[Data drawn from a collection]
——
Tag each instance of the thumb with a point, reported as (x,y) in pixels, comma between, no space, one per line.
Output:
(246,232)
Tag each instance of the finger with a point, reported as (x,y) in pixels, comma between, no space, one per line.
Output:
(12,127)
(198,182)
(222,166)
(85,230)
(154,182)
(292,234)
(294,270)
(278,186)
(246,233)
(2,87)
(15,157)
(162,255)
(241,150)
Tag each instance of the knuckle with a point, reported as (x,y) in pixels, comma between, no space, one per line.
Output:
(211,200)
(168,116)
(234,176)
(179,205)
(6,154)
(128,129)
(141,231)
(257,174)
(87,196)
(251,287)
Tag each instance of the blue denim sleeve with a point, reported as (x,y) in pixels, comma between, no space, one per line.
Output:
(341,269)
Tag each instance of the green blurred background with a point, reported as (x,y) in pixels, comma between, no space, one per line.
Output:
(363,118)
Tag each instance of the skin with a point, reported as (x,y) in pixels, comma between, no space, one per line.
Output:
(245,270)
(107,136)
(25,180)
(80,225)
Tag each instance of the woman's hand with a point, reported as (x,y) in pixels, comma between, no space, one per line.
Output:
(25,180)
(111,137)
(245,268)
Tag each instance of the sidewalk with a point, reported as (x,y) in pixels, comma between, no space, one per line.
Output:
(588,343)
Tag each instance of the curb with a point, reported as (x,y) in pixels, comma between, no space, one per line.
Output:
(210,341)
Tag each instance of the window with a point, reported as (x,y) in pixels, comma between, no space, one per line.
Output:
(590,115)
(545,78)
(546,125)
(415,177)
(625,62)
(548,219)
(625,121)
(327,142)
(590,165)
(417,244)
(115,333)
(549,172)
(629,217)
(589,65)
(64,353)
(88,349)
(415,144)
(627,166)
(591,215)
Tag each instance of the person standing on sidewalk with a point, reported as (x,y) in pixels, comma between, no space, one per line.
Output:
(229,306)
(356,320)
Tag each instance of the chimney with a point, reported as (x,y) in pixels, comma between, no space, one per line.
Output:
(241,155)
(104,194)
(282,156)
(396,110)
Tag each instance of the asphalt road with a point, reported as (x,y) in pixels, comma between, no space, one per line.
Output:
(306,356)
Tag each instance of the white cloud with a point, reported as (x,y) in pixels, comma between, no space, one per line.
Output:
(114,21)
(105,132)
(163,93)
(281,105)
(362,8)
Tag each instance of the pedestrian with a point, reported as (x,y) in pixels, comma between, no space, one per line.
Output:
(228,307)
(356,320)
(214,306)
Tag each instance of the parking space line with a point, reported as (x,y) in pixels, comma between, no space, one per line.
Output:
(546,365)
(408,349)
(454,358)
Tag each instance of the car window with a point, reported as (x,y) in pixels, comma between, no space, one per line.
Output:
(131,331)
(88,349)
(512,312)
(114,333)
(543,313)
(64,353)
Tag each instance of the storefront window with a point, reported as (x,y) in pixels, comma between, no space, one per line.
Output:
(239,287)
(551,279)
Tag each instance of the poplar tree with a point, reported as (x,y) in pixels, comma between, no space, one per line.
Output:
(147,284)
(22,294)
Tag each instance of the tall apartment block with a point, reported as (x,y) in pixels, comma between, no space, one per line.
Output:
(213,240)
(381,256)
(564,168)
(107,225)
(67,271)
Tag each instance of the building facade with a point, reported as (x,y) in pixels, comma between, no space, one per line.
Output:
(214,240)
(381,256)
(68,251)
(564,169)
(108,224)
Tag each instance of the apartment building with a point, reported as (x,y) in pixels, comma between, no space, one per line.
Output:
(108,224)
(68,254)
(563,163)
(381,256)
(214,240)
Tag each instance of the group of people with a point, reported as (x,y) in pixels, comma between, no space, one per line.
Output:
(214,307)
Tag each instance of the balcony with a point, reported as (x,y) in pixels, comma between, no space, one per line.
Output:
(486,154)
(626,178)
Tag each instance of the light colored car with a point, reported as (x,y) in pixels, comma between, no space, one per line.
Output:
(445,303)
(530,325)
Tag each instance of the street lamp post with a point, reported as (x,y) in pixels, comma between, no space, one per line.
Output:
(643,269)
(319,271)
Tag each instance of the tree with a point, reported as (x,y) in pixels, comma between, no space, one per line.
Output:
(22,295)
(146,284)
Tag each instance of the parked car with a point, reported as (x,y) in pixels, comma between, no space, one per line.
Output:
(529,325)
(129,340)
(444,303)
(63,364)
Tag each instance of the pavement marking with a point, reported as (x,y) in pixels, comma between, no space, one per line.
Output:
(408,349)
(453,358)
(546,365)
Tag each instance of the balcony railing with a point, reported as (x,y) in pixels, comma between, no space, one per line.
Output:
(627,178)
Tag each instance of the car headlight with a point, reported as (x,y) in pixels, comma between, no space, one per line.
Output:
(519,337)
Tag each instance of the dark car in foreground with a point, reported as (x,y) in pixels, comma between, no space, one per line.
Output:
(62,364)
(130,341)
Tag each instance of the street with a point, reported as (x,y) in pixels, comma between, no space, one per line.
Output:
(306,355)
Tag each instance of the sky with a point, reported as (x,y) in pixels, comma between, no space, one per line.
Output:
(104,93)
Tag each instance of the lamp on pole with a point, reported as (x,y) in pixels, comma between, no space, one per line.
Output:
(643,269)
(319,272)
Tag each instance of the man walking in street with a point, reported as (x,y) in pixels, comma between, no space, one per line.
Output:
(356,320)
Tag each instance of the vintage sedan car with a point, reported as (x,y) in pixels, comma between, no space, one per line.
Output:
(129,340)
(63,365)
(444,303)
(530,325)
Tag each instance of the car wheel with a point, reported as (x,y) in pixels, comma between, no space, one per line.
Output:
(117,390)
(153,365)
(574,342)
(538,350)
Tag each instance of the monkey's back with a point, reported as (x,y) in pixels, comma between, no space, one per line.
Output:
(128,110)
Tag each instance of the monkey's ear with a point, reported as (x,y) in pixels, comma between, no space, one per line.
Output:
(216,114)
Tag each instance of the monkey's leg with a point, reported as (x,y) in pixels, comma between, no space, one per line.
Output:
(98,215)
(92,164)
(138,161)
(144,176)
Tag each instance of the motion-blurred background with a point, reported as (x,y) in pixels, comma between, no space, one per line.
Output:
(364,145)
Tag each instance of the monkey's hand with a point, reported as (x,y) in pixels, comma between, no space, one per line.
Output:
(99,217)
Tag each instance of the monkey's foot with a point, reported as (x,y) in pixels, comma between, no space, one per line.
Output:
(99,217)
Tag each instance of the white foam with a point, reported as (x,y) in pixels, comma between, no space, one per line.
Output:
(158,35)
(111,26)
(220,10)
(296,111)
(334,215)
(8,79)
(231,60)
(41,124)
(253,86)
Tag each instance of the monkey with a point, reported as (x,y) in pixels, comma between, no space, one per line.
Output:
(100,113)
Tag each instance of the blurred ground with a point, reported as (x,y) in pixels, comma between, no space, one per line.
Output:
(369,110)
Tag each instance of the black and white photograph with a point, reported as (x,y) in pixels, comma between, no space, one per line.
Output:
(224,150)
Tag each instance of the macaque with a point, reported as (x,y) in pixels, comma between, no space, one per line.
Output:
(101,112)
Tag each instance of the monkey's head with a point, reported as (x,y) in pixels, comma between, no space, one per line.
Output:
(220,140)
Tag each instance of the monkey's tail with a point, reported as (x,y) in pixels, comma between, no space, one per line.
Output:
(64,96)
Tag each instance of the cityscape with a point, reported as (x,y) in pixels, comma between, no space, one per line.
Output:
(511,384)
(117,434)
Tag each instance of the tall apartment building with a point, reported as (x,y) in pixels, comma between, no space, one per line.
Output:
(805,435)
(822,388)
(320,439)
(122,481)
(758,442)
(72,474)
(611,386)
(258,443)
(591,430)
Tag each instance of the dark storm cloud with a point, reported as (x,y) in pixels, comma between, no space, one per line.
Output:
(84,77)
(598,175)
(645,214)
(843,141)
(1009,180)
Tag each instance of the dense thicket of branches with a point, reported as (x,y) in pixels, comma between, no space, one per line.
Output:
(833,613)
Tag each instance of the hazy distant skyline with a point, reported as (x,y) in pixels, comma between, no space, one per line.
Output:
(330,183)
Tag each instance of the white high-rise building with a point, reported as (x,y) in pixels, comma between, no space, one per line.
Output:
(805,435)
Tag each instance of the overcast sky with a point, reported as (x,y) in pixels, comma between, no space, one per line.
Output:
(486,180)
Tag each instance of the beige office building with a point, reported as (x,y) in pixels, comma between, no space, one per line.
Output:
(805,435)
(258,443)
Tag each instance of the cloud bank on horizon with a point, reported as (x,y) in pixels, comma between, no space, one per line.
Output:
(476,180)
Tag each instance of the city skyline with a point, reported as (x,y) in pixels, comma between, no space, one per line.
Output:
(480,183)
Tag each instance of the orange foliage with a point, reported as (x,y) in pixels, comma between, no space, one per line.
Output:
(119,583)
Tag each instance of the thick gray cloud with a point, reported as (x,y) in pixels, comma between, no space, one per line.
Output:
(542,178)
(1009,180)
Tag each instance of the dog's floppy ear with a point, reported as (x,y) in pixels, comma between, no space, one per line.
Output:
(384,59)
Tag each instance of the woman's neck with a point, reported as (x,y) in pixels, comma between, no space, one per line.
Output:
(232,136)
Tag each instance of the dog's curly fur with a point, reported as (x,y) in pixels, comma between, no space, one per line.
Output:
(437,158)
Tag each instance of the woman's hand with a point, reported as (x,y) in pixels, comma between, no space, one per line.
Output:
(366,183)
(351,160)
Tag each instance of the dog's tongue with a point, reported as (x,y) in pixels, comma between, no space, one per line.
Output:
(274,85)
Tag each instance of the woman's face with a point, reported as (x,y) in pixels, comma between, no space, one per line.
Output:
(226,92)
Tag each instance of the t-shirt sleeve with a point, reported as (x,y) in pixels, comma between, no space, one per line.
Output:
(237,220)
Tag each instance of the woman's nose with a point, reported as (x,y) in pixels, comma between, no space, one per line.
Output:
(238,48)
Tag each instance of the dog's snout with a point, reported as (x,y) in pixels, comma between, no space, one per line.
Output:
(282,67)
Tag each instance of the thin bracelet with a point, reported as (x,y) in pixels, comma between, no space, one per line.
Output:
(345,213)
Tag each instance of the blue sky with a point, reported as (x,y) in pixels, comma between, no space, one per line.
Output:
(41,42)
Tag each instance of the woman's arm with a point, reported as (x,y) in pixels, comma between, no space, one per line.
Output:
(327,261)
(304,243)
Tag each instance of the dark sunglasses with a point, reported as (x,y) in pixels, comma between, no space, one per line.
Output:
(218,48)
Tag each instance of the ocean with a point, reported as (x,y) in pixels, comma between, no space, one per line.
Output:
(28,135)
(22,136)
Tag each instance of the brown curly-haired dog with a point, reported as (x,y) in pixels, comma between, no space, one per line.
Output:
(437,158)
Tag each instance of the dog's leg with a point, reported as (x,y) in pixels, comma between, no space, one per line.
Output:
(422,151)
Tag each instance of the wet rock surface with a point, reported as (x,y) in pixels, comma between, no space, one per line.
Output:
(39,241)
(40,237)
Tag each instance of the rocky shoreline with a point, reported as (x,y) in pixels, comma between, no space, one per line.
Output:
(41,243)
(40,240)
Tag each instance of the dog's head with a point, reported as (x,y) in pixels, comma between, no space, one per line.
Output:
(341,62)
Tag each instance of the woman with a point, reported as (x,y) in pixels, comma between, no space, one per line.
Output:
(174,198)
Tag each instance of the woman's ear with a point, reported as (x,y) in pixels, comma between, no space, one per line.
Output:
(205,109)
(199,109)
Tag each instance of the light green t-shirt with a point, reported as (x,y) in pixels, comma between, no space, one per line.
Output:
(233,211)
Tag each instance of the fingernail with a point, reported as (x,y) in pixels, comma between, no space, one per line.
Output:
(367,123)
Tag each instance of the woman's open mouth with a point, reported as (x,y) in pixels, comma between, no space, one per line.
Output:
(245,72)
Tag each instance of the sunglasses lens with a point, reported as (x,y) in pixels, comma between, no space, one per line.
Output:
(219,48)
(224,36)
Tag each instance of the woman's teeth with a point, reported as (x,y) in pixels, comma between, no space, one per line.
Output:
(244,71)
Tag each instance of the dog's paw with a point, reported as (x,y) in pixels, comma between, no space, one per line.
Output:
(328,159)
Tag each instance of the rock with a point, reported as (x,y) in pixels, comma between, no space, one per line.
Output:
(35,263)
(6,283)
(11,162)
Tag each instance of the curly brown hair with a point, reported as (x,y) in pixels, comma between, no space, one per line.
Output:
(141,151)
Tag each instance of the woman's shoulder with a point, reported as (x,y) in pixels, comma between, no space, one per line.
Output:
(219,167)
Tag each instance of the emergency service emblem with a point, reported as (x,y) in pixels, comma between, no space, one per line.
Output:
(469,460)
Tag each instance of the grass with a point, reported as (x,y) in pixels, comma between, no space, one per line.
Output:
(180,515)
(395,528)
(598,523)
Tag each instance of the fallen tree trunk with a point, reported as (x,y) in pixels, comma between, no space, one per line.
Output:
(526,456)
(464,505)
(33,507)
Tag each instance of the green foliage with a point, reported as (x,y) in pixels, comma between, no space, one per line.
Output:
——
The request. Copy the data above exactly, from the line containing "Tag each instance of the emergency" through the end of the data, including both of those lines.

Answer below.
Tag each instance of the emergency service emblem with a point, reported as (x,y) in pixels, comma between, no space, one per line.
Output:
(469,460)
Tag each instance of the grass with a point, reported as (x,y) in pixels, comma between, no space, one per line.
Output:
(180,515)
(395,528)
(598,523)
Tag each instance of the fallen tree trunk with a point, reported as (x,y) in pixels, comma between, no space, one per line.
Output:
(526,456)
(464,505)
(33,507)
Tag each instance of the green foliage with a point, reported as (x,y) in pixels, comma between, no space, one per line.
Output:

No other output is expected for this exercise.